━━━ STORED DATA

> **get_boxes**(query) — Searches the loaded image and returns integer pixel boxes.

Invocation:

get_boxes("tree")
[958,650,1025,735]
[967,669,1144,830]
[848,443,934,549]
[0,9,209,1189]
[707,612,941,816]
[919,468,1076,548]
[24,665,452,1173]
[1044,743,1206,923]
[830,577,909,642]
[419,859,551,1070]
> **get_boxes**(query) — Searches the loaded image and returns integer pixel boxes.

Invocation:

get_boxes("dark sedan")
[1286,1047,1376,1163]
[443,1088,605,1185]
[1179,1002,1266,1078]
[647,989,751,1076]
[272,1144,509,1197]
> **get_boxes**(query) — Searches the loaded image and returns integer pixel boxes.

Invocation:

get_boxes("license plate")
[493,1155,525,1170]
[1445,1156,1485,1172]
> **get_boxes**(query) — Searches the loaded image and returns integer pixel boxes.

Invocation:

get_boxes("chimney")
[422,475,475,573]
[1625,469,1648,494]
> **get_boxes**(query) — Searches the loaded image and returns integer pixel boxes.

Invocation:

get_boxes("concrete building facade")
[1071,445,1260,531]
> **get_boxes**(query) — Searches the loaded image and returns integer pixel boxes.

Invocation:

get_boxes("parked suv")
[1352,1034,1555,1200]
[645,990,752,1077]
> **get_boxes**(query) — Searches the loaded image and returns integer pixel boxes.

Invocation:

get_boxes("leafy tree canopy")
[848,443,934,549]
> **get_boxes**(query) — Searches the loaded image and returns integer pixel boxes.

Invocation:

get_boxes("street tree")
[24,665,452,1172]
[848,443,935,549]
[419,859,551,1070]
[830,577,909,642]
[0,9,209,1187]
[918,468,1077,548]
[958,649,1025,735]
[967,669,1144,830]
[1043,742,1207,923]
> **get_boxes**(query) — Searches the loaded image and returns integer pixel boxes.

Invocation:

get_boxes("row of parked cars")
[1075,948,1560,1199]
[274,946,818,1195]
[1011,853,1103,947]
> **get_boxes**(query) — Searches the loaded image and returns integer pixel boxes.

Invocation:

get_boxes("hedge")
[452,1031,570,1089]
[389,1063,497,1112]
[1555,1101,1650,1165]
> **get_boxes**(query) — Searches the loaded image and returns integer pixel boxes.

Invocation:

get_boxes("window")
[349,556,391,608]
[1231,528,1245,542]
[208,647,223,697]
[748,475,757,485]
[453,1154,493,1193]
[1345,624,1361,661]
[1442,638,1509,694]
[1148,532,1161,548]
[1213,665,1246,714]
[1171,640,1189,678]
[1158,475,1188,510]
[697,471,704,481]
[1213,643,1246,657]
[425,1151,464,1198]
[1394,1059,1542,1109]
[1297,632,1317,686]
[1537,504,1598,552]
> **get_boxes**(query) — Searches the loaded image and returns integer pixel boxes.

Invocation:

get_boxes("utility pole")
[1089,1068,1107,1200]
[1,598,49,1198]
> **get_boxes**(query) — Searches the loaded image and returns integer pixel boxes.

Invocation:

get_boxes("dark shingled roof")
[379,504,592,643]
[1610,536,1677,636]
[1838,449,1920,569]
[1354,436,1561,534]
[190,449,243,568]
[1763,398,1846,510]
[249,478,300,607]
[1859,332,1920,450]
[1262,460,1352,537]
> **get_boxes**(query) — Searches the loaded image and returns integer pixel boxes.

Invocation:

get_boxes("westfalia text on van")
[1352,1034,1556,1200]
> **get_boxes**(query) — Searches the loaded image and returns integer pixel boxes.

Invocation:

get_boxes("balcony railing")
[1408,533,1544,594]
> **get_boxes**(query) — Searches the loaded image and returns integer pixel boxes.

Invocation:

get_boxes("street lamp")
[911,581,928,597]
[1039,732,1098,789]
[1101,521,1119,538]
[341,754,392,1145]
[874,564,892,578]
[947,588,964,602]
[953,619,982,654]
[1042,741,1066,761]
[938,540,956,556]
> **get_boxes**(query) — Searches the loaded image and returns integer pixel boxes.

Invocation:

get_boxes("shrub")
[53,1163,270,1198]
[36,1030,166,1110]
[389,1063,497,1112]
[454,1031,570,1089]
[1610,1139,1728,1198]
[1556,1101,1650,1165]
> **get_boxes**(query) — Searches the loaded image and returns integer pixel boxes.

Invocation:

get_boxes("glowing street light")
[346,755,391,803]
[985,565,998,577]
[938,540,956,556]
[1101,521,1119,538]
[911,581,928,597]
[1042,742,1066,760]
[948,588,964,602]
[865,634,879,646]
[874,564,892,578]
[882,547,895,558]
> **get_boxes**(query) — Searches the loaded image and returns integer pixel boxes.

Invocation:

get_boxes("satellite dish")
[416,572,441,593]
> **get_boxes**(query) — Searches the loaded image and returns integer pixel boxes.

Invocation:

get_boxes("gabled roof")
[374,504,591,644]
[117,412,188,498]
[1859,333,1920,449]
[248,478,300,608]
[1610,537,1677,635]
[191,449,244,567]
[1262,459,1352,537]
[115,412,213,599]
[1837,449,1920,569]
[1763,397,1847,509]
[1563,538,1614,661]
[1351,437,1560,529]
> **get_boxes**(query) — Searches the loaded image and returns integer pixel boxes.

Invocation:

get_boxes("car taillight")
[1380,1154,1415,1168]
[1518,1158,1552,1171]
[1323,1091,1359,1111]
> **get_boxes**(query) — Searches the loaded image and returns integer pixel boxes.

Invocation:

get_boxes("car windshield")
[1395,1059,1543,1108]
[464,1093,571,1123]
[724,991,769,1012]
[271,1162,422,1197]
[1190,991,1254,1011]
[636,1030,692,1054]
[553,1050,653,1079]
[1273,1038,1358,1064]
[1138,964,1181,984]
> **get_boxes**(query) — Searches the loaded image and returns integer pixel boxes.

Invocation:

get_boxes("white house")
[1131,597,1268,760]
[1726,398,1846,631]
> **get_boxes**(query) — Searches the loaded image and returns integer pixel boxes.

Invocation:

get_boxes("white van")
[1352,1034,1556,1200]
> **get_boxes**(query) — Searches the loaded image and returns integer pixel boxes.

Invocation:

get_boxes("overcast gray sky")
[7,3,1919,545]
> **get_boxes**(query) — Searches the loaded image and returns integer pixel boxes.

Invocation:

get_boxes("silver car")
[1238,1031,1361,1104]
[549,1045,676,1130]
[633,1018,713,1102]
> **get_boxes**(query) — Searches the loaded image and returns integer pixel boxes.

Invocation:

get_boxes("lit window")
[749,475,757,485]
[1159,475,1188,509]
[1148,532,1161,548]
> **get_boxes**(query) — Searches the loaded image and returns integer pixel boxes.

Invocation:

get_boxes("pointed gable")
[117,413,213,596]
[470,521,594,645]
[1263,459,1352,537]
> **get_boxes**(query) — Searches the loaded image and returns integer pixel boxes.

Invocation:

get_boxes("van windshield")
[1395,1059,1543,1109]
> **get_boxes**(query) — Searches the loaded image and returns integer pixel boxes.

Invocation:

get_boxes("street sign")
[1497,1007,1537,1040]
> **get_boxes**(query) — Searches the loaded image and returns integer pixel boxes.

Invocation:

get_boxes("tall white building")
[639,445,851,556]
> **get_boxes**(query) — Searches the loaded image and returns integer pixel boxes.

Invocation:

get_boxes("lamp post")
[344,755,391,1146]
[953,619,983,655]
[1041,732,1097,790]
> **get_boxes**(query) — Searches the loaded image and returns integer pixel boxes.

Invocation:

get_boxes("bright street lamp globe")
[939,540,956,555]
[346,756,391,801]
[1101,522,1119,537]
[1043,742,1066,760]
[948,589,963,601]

━━━━━━

### TASK PROMPT
All of the records above should be given again exactly as written.

### EXERCISE ANSWER
> **get_boxes**(query) — Searches the loaded image and returns integer pixel boxes.

Invocation:

get_boxes("tree")
[958,650,1025,735]
[967,669,1144,830]
[848,443,934,549]
[0,9,209,1189]
[707,612,941,816]
[919,468,1076,548]
[24,665,452,1173]
[1044,743,1206,923]
[830,577,909,642]
[419,859,551,1070]
> **get_boxes**(query) — Searches the loaded image and returns integer pixel boxes.

Invocation:

get_boxes("dark sedan")
[1286,1047,1376,1163]
[443,1088,605,1185]
[1179,1002,1266,1078]
[647,989,751,1076]
[272,1144,509,1197]
> **get_boxes**(query) — Searches the loaded image and returns integer pixel boxes.

Invocation:

get_boxes("license plate")
[493,1155,525,1170]
[1445,1156,1485,1172]
> **get_boxes**(query) — Searches the loaded image and returns integer pixel boxes.

Invocation:

get_boxes("chimney")
[422,475,475,573]
[1625,469,1648,494]
> **get_boxes**(query) — Searches the loaded image and returns integer pixel boxes.

Invocation:

get_boxes("concrete building facade")
[1071,445,1260,531]
> **get_boxes**(query) — Searches the loaded image and returns integer pixel boxes.

Invocation:

get_boxes("parked suv")
[1352,1034,1555,1200]
[645,990,752,1077]
> **get_boxes**(query) — Searches the loaded image and returns integer pixel boxes.

Invocation:

get_boxes("leafy tree canopy")
[848,443,934,549]
> **get_boxes**(query) — Searches the loaded image and returns integer pixel boxes.

Invocation:

get_boxes("street tree")
[24,665,452,1172]
[848,443,935,549]
[419,859,551,1070]
[830,577,909,642]
[0,9,209,1187]
[918,468,1077,548]
[958,649,1025,735]
[967,669,1144,830]
[1043,742,1207,923]
> **get_boxes**(query) — Searches the loaded image and returns integer pixel boxes.

Invocation:

get_boxes("row of parked cars")
[1075,948,1560,1199]
[274,946,818,1195]
[1011,853,1103,947]
> **get_boxes**(query) — Searches the loaded image and returns integer pixel boxes.

Invocation:

get_boxes("hedge")
[452,1031,570,1089]
[389,1063,497,1112]
[1555,1101,1650,1165]
> **get_boxes**(query) — Searches the loaded image and returns integer pixel boxes.

Invocation:

get_boxes("window")
[349,556,391,608]
[1231,528,1245,542]
[208,647,223,697]
[748,475,757,485]
[453,1154,493,1193]
[1345,624,1361,661]
[1442,638,1509,694]
[1148,532,1161,548]
[1213,665,1246,714]
[1171,640,1189,678]
[1158,475,1188,510]
[697,471,704,481]
[1213,643,1246,657]
[425,1151,464,1198]
[1394,1059,1542,1109]
[1297,632,1317,686]
[1537,504,1598,552]
> **get_boxes**(query) — Searches the loaded image and returns integer pixel boxes.

Invocation:

get_boxes("utility pole")
[1089,1068,1107,1200]
[1,598,49,1198]
> **get_boxes**(query) — Searches the loaded image and returns integer pixel boxes.

Invocation:

get_boxes("dark shingled roof")
[379,504,592,643]
[1610,536,1677,636]
[1838,449,1920,569]
[1354,436,1561,534]
[190,449,243,568]
[1763,398,1846,510]
[249,478,300,607]
[1859,332,1920,450]
[1262,460,1352,537]
> **get_boxes**(query) — Searches the loaded image and returns integer pixel boxes.

Invocation:

get_boxes("westfalia text on van")
[1352,1034,1556,1200]
> **get_boxes**(query) — Searches the loaded image and returns integer pixel boxes.

Invocation:

get_boxes("balcony railing")
[1408,533,1544,594]
> **get_boxes**(query) — Searches the loaded image and returns integer pixel boxes.

Invocation:

get_boxes("street lamp")
[911,581,928,597]
[1039,732,1098,789]
[1101,521,1119,538]
[341,754,392,1145]
[874,564,892,578]
[947,588,964,602]
[953,619,982,654]
[1042,741,1066,761]
[938,540,956,556]
> **get_boxes**(query) — Searches the loaded image and returns integer pixel boxes.

Invocation:

get_boxes("shrub")
[53,1163,270,1198]
[36,1030,166,1110]
[389,1063,497,1112]
[454,1031,570,1089]
[1610,1139,1728,1198]
[1556,1101,1650,1165]
> **get_boxes**(query) — Searches the loaded image and returns integer pixel boxes.

Invocation:

get_boxes("glowing street light")
[346,755,391,803]
[985,565,998,577]
[938,540,956,556]
[1101,521,1119,538]
[911,581,928,597]
[1042,742,1066,760]
[948,588,964,602]
[865,634,879,646]
[874,564,892,578]
[882,547,895,558]
> **get_boxes**(query) — Searches the loaded image and returns integer pixel boxes.

Invocation:

get_boxes("satellite dish")
[416,572,441,593]
> **get_boxes**(query) — Searches the loaded image and returns integer pixel boxes.

Invocation:

get_boxes("gabled roof")
[374,504,591,644]
[117,412,188,498]
[1859,333,1920,449]
[248,478,300,608]
[1610,537,1677,635]
[191,449,244,567]
[1262,459,1352,537]
[115,412,213,599]
[1837,449,1920,569]
[1763,397,1847,509]
[1563,538,1614,661]
[1351,437,1560,529]
> **get_boxes**(query) — Searches the loaded image and returns integer pixel boxes.

Invocation:

get_boxes("car taillight")
[1380,1154,1415,1168]
[1518,1158,1552,1171]
[1323,1091,1359,1111]
> **get_boxes**(query) — Searches the loaded image and returns integer pixel boxes.

Invocation:

get_boxes("car windshield")
[1395,1059,1543,1108]
[464,1093,571,1123]
[724,991,769,1012]
[271,1162,422,1197]
[1190,991,1254,1011]
[636,1030,692,1054]
[553,1050,653,1079]
[1273,1038,1358,1064]
[1138,964,1181,984]
> **get_boxes**(query) — Searches the loaded image and returns integer pixel boxes.

Invocation:

get_boxes("white house")
[1131,597,1268,760]
[1726,398,1846,631]
> **get_boxes**(query) — Searches the loaded image and returns integer pixel boxes.

Invocation:

get_boxes("white van")
[1352,1034,1556,1200]
> **get_boxes**(query) — Searches the loaded image and returns integer pixel boxes.

Invocation:

get_boxes("overcast gray sky")
[7,3,1919,545]
> **get_boxes**(query) — Searches the loaded image and returns integer pixel boxes.

Invocation:

get_boxes("silver car")
[1238,1031,1361,1104]
[549,1045,676,1130]
[633,1018,713,1102]
> **get_boxes**(query) — Searches the loaded image and returns integer pixel boxes.

Invocation:

get_boxes("lit window")
[749,475,757,485]
[1159,475,1188,509]
[1148,532,1161,548]
> **get_boxes**(query) — Searches the loaded image and returns integer pixel boxes.

Invocation:

get_boxes("pointed gable")
[117,413,213,596]
[470,521,594,645]
[1263,459,1352,537]
> **get_boxes**(query) — Searches the loaded image and returns integer pixel boxes.

Invocation:

get_boxes("van windshield")
[1395,1059,1543,1109]
> **get_boxes**(query) — Searches the loaded image and returns integer pixel boxes.

Invocation:

get_boxes("street sign")
[1497,1007,1537,1040]
> **get_boxes**(query) — Searches the loaded image and returns integer pixel boxes.

Invocation:

get_boxes("tall white building")
[639,445,851,556]
> **get_boxes**(query) — Searches the loaded image and returns integer pixel boxes.

Invocation:

get_boxes("lamp post")
[344,755,391,1146]
[953,619,983,655]
[1041,732,1097,790]
> **get_boxes**(query) — Searches the loaded image and returns integer pixel boxes.

Invocation:

get_boxes("bright street lamp globe")
[939,540,956,555]
[346,756,391,801]
[1101,522,1119,537]
[1043,742,1066,760]
[948,589,963,601]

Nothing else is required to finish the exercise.